▸ **Your objective**
Copy out every line of the records below, character for character.

▸ **Material for this exercise**
■ ■ ■ ■ ■

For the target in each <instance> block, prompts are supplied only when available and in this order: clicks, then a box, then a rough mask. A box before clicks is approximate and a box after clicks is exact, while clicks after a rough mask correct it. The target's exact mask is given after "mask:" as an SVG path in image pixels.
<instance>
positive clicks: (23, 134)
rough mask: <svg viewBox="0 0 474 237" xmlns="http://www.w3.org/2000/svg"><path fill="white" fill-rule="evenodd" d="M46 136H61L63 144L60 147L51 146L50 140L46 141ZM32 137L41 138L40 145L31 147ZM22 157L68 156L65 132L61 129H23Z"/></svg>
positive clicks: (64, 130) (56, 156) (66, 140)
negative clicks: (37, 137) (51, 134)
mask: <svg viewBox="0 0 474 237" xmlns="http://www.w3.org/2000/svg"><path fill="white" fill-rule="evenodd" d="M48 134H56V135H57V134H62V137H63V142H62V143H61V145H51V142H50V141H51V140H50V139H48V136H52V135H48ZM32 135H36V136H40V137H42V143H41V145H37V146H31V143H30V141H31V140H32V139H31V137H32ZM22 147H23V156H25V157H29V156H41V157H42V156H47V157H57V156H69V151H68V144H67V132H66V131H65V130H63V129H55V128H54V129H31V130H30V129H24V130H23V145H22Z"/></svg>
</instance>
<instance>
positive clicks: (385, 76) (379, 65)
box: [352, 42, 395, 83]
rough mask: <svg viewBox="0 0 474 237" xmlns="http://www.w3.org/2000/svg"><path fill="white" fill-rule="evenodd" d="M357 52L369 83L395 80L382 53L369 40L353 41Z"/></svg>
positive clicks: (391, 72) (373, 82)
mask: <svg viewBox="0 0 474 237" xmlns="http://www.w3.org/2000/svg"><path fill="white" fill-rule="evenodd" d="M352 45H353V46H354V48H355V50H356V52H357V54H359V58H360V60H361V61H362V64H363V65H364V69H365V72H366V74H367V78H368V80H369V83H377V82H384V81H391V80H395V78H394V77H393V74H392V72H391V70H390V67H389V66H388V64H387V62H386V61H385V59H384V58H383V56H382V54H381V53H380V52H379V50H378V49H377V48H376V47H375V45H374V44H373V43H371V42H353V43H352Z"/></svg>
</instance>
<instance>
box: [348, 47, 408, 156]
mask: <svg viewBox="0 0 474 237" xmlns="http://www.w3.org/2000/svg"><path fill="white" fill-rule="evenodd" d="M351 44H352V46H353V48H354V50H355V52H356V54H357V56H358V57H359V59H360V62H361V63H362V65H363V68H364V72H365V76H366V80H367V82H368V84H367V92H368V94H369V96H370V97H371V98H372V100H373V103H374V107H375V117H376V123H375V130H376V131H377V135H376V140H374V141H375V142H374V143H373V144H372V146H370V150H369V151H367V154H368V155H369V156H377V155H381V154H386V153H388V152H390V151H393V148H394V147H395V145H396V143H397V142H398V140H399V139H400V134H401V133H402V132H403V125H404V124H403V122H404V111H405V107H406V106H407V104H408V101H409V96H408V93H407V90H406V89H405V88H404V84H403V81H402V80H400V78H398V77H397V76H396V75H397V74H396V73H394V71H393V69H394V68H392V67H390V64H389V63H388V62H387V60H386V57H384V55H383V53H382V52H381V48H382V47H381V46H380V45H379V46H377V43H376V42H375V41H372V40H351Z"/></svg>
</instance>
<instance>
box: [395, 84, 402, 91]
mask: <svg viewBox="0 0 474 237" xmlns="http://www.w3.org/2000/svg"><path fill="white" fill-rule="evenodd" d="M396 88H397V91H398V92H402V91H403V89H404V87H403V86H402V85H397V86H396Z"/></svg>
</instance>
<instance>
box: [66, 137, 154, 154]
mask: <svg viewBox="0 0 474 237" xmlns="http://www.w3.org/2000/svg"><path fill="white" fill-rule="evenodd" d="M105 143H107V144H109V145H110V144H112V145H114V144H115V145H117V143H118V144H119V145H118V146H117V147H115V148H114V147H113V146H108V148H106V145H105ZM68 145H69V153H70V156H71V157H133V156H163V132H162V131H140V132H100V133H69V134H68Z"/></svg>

■ ■ ■ ■ ■

▸ **Task output**
For the target in each <instance> block, prompts are supplied only when available and in this order: clicks, then a box, then a rough mask. A box before clicks is approximate and a box after clicks is exact, while clicks after a rough mask correct it. The target's exact mask is given after "mask:" as an SVG path in image pixels.
<instance>
positive clicks: (23, 134)
rough mask: <svg viewBox="0 0 474 237" xmlns="http://www.w3.org/2000/svg"><path fill="white" fill-rule="evenodd" d="M46 136H61L63 144L60 147L51 146L50 140L46 141ZM32 137L41 138L40 145L31 147ZM22 157L68 156L65 132L61 129H23Z"/></svg>
positive clicks: (64, 130) (56, 156) (66, 140)
negative clicks: (37, 137) (51, 134)
mask: <svg viewBox="0 0 474 237" xmlns="http://www.w3.org/2000/svg"><path fill="white" fill-rule="evenodd" d="M48 134H56V135H57V134H62V137H63V142H62V143H61V145H51V142H50V141H51V140H50V139H48V136H52V135H48ZM32 135H36V136H40V137H42V143H41V145H37V146H31V143H30V141H31V140H32V139H31V137H32ZM22 147H23V156H25V157H29V156H41V157H42V156H47V157H57V156H69V151H68V144H67V132H66V131H65V130H63V129H55V128H54V129H31V130H30V129H24V130H23V145H22Z"/></svg>
</instance>
<instance>
positive clicks: (385, 76) (379, 65)
box: [352, 42, 395, 83]
rough mask: <svg viewBox="0 0 474 237" xmlns="http://www.w3.org/2000/svg"><path fill="white" fill-rule="evenodd" d="M357 52L369 83L395 80L382 53L369 40L353 41Z"/></svg>
positive clicks: (391, 72) (373, 82)
mask: <svg viewBox="0 0 474 237" xmlns="http://www.w3.org/2000/svg"><path fill="white" fill-rule="evenodd" d="M352 45H353V46H354V48H355V50H356V52H357V54H359V58H360V60H361V61H362V64H363V65H364V69H365V72H366V74H367V78H368V80H369V83H377V82H384V81H391V80H395V78H394V77H393V74H392V72H391V70H390V67H389V66H388V64H387V62H386V61H385V59H384V58H383V56H382V54H381V53H380V52H379V50H378V49H377V48H376V47H375V45H374V44H373V43H371V42H353V43H352Z"/></svg>
</instance>
<instance>
box: [348, 47, 408, 156]
mask: <svg viewBox="0 0 474 237" xmlns="http://www.w3.org/2000/svg"><path fill="white" fill-rule="evenodd" d="M351 44H352V46H353V48H354V50H355V52H356V54H357V56H358V57H359V59H360V62H361V63H362V65H363V68H364V72H365V76H366V80H367V82H368V84H367V92H368V94H369V96H370V97H371V98H372V100H373V103H374V107H375V117H376V123H375V130H376V131H377V135H376V140H374V141H375V142H374V143H373V144H372V146H370V150H369V151H367V154H368V155H369V156H377V155H381V154H386V153H388V152H390V151H393V148H394V147H395V145H396V143H397V142H398V140H399V139H400V134H401V133H402V132H403V125H404V124H403V122H404V111H405V107H406V106H407V104H408V101H409V96H408V93H407V90H406V89H405V88H404V84H403V81H402V80H400V78H398V77H397V76H396V75H397V74H396V73H394V71H393V69H394V68H392V67H390V64H389V63H388V62H387V60H386V57H384V55H383V53H382V52H381V48H382V47H381V46H380V45H379V46H377V43H376V42H375V41H372V40H351Z"/></svg>
</instance>
<instance>
box: [395, 84, 402, 91]
mask: <svg viewBox="0 0 474 237" xmlns="http://www.w3.org/2000/svg"><path fill="white" fill-rule="evenodd" d="M396 88H397V91H398V92H402V91H403V89H404V87H403V86H402V85H397V86H396Z"/></svg>
</instance>
<instance>
box: [66, 137, 154, 154]
mask: <svg viewBox="0 0 474 237" xmlns="http://www.w3.org/2000/svg"><path fill="white" fill-rule="evenodd" d="M105 143H107V144H109V145H110V144H112V145H114V144H115V145H117V143H118V144H119V145H118V146H117V147H115V148H114V147H113V146H108V148H106V145H105ZM68 145H69V153H70V156H71V157H133V156H163V132H162V131H140V132H100V133H69V134H68Z"/></svg>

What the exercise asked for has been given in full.